Egalité et intégration
La naissance sur le sol de la France s'affirme comme critère déterminant d'appartenance à la collectivité nationale qui devient celle des citoyens par la Révolution française. En 1851, la loi introduit le " double droit du sol " qui fait qu'une personne née en France d'un parent étranger qui y était né lui-même est français dés sa naissance. En 1889, la loi rend en plus automatique, à la majorité, l'acquisition de la nationalité par un enfant né en France d'un père étranger. Cette tradition multiséculaire a été remise en cause en 1993 et partiellement rétablie en 1998. Jusqu'à la Révolution la France a surtout été un pays d'émigration. Elle est devenue une terre d'immigration durable au début du 19". Jusqu'à la décision d'arrêter officiellement l'immigration de travailleurs en 1974, le recours à la main-d'uvre étrangère a constitué un facteur de compétitivité important de l'économie française. Plus généralement, la France a assuré sa cohésion sociale, comme l'a montré F.Braudel, sur sa capacité à intégrer, au cours des siècles, des populations étrangères extrêmement diverses, et le processus d'intégration se poursuit encore activement malgré toutes les fractures sociales. Les conceptions étrangères admettent généralement l'existence de minorités, identifiées par des critères ethniques, linguistiques, religieux, auxquelles sont reconnus des droits spécifiques. La conception française ne reconnaît que des individus citoyens et apporte à chacun la même protection de la loi. Elle le protège par là même des contraintes que pourrait comporter son appartenance à une communauté minoritaire. L'intégration fondée sur le principe d'égalité ne saurait conduire pour autant à une assimilation faisant disparaître toutes les particularités d'origine, d'où ne pourrait résulter qu'un appauvrissement de la citoyenneté. A l'inverse, un droit à la différence débouchant sur une différence de droits collectifs ne pourrait conduire qu'à une hiérarchisation sociale de groupes, contraire à la démocratie et à la citoyenneté.

— Enregistrements listés —
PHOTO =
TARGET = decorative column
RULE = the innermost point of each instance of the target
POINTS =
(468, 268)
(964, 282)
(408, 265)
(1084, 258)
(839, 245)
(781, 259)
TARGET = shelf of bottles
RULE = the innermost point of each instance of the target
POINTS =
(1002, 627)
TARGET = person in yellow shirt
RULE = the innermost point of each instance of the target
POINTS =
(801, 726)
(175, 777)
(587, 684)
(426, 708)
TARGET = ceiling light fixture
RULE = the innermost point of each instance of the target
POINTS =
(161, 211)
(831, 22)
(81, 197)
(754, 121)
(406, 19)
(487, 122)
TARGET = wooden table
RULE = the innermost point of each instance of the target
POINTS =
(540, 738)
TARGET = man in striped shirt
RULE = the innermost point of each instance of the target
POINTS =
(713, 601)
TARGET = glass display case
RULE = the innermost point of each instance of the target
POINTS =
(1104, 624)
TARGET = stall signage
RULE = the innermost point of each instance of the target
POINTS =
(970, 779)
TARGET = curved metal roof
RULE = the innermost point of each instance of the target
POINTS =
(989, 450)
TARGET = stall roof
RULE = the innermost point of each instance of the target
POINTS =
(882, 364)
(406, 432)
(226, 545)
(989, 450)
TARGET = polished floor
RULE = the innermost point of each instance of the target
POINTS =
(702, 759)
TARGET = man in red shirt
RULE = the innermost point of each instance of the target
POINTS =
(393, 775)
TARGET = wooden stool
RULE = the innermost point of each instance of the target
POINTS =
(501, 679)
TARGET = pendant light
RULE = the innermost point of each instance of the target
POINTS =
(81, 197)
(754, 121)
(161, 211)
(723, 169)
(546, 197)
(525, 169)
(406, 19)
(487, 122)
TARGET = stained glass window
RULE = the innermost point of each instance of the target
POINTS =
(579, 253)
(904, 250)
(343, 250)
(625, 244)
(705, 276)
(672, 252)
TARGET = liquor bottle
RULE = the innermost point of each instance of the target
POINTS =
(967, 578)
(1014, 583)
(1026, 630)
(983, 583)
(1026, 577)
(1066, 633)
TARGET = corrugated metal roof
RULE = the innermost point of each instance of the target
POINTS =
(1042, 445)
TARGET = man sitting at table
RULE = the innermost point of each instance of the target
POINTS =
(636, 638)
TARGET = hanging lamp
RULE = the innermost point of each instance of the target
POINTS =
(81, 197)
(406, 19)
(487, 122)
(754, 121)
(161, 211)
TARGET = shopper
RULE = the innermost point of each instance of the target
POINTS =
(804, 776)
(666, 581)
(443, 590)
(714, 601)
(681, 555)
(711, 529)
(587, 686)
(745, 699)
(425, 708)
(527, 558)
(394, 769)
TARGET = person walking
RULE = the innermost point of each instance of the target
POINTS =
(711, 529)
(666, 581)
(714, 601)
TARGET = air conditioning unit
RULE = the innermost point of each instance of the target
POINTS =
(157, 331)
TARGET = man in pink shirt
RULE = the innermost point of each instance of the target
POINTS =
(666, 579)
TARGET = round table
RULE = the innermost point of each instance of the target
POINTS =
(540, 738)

— Tâches —
a: D'après le texte sur l'égalité et l'intégration, en quelle année la loi a-t-elle introduit le « double droit du sol » ?
b: Convertissez en liste JSON de chaînes les lignes des enregistrements, depuis le début des enregistrements jusqu'à la ligne contenant « (1002, 627) » incluse, avec une chaîne par ligne et sans les lignes vides.

— Exercice corrigé —
a: En 1851.

b:
[
  "PHOTO =",
  "TARGET = decorative column",
  "RULE = the innermost point of each instance of the target",
  "POINTS =",
  "(468, 268)",
  "(964, 282)",
  "(408, 265)",
  "(1084, 258)",
  "(839, 245)",
  "(781, 259)",
  "TARGET = shelf of bottles",
  "RULE = the innermost point of each instance of the target",
  "POINTS =",
  "(1002, 627)"
]